[Exercise task]
Find every line in the entries that contains the word "shoe" and copy each of those lines. Case counts, so match the word only with the same capitalization.

[Information supplied]
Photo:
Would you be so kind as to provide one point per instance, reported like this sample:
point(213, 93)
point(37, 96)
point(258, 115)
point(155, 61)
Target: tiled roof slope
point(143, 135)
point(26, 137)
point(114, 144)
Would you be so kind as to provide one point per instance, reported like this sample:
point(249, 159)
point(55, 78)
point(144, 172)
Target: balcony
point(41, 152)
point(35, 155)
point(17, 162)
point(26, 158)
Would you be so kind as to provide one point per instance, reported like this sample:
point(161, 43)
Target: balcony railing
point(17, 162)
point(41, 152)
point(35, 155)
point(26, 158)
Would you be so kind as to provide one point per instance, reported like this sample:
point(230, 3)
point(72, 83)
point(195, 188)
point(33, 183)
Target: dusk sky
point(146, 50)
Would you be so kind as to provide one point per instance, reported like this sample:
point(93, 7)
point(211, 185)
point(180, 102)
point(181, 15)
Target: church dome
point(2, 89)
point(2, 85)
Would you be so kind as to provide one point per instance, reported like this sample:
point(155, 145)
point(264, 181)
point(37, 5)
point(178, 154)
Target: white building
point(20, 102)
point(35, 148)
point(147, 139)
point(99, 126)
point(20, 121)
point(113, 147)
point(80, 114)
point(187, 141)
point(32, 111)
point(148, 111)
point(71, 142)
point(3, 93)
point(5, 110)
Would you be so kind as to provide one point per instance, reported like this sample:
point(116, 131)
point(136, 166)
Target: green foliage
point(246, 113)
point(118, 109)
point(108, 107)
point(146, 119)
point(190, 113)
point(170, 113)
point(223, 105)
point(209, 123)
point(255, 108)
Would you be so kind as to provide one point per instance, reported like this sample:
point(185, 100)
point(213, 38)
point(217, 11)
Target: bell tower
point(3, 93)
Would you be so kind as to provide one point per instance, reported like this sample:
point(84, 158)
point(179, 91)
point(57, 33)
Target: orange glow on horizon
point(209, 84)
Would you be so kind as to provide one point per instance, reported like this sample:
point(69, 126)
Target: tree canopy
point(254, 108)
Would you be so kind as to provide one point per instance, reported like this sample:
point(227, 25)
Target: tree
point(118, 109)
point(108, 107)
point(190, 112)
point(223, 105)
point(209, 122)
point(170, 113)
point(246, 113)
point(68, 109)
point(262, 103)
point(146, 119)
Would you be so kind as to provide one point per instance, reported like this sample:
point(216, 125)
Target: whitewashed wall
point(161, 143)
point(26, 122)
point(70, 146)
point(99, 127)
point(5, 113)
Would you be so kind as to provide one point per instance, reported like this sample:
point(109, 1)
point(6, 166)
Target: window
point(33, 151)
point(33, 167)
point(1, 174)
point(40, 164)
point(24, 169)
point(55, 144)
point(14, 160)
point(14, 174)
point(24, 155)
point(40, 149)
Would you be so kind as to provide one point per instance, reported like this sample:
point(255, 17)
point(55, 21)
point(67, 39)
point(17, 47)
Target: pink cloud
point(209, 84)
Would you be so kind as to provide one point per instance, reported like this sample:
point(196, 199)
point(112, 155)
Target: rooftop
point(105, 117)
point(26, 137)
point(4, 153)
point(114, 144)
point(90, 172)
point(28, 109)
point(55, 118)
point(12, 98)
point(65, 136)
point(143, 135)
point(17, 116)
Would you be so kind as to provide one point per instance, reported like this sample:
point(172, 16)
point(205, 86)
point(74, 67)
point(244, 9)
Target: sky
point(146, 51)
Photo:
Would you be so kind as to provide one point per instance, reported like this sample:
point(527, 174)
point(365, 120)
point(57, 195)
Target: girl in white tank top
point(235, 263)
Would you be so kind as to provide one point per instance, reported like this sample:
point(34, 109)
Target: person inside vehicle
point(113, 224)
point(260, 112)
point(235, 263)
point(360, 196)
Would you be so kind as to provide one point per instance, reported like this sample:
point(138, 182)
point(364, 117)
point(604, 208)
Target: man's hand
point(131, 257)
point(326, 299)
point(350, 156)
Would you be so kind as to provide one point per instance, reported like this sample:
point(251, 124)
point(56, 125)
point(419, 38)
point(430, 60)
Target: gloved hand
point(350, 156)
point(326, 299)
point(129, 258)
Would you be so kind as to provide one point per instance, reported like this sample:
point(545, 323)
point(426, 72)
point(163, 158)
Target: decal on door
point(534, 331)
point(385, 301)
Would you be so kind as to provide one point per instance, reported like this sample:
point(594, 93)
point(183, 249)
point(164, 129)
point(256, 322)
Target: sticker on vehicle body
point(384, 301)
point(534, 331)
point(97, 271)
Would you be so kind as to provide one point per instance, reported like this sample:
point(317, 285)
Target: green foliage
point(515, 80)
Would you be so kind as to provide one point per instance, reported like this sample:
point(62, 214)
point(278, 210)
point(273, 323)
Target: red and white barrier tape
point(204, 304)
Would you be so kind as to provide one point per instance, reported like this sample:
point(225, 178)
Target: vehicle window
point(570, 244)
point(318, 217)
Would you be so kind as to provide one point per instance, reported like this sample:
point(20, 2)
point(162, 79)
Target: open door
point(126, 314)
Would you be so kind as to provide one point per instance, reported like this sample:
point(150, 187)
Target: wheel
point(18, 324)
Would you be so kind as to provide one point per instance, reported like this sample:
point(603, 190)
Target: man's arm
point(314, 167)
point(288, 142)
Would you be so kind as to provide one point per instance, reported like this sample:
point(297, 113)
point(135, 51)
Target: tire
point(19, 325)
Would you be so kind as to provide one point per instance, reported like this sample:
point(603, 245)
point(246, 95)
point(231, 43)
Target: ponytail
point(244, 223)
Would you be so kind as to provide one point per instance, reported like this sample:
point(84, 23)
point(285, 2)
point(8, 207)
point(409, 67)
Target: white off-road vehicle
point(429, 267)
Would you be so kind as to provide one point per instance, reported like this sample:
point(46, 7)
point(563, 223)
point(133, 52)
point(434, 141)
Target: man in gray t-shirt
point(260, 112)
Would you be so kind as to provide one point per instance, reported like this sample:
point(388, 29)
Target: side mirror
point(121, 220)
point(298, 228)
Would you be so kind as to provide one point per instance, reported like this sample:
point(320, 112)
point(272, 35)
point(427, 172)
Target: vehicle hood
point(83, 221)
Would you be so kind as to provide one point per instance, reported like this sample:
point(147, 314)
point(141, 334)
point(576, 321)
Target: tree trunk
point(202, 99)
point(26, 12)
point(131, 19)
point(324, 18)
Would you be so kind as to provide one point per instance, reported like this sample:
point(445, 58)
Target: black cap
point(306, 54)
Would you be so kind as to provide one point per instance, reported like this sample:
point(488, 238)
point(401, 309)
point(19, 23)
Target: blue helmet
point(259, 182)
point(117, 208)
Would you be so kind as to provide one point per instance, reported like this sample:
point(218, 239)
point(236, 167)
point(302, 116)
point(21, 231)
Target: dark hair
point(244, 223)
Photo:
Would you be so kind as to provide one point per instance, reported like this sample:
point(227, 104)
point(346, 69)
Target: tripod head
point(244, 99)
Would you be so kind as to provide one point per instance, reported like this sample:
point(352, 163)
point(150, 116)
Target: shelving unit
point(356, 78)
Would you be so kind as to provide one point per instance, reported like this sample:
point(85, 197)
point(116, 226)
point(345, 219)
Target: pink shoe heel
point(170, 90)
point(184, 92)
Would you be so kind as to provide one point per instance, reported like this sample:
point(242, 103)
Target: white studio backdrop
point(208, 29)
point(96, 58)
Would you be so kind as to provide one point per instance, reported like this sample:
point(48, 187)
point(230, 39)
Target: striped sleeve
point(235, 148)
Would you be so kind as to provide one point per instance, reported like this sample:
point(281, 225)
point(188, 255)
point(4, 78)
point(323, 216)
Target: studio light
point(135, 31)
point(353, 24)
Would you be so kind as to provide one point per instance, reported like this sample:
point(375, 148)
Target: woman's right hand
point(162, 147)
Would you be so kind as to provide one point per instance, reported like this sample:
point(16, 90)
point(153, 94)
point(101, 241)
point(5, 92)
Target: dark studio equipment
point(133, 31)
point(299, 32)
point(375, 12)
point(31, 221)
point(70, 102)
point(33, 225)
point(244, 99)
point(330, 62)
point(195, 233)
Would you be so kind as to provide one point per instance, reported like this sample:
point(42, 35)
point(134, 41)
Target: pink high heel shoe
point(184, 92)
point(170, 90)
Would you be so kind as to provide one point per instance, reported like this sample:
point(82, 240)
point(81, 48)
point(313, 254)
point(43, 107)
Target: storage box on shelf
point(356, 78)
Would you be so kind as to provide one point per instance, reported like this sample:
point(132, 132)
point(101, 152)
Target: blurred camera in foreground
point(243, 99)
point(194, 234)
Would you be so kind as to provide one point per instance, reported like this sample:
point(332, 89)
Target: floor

[Written reply]
Target: pink shoe heel
Target: pink high heel shoe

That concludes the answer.